▸ **What the exercise asks**
Set down exactly the lines below between the line holding "Point to the black" and the line holding "Point to the hair", inclusive; no other line belongs in the answer.

▸ **Data for analysis**
──────────────────────────────
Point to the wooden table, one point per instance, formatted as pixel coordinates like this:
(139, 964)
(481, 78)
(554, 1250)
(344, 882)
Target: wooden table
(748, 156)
──────────────────────────────
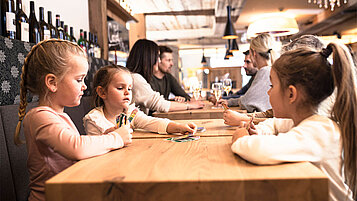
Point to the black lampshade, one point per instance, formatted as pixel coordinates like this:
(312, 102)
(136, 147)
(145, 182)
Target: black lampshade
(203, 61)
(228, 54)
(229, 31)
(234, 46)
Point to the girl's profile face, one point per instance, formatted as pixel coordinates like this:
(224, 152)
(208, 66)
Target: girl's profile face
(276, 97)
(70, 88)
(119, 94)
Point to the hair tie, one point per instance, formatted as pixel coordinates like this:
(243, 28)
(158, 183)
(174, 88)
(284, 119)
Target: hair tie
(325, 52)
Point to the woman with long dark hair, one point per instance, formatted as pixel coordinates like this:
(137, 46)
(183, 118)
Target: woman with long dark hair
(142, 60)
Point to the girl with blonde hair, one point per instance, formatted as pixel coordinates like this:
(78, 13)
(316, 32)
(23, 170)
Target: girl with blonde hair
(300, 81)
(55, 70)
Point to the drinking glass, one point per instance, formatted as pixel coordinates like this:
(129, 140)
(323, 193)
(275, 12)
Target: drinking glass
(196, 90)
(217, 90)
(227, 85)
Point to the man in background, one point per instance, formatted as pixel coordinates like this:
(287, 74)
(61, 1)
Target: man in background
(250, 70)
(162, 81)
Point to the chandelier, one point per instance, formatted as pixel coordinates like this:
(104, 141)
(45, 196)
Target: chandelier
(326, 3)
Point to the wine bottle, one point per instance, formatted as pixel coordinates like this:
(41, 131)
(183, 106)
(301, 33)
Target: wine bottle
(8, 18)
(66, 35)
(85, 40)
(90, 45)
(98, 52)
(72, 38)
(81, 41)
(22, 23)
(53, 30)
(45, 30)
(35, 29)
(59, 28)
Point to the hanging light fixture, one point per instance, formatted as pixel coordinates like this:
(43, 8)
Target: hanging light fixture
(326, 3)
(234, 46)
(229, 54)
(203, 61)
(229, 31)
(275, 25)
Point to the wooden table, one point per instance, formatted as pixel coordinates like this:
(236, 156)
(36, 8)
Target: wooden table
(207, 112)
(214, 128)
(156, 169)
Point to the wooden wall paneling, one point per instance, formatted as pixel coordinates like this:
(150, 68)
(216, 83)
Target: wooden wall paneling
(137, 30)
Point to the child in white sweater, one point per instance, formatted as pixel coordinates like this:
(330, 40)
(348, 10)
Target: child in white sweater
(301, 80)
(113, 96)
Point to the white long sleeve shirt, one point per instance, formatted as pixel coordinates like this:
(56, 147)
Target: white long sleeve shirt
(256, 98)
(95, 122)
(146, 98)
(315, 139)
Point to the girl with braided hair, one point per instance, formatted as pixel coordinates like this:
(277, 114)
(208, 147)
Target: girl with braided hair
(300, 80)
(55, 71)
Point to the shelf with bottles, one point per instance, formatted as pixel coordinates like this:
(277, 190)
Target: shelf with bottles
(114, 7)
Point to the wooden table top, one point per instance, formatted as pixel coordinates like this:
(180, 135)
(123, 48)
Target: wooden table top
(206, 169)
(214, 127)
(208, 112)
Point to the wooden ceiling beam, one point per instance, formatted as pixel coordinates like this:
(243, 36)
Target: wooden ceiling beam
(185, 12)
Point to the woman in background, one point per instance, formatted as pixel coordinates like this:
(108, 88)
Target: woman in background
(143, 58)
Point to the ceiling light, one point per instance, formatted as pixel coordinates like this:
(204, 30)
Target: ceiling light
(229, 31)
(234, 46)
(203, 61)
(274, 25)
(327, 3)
──────────────────────────────
▸ **Output for this exercise**
Point to the black lampshade, one point per instance, formatted as pixel coordinates like this:
(312, 102)
(136, 147)
(145, 182)
Target: black lampshade
(203, 61)
(228, 54)
(229, 31)
(234, 46)
Point to the girl's profile face, one point per instance, formatted as pixel coordinates like this:
(224, 152)
(208, 66)
Target: girl's profile face
(276, 97)
(70, 88)
(119, 94)
Point to the hair tie, one point per instance, formatted as pixel coordinates like this:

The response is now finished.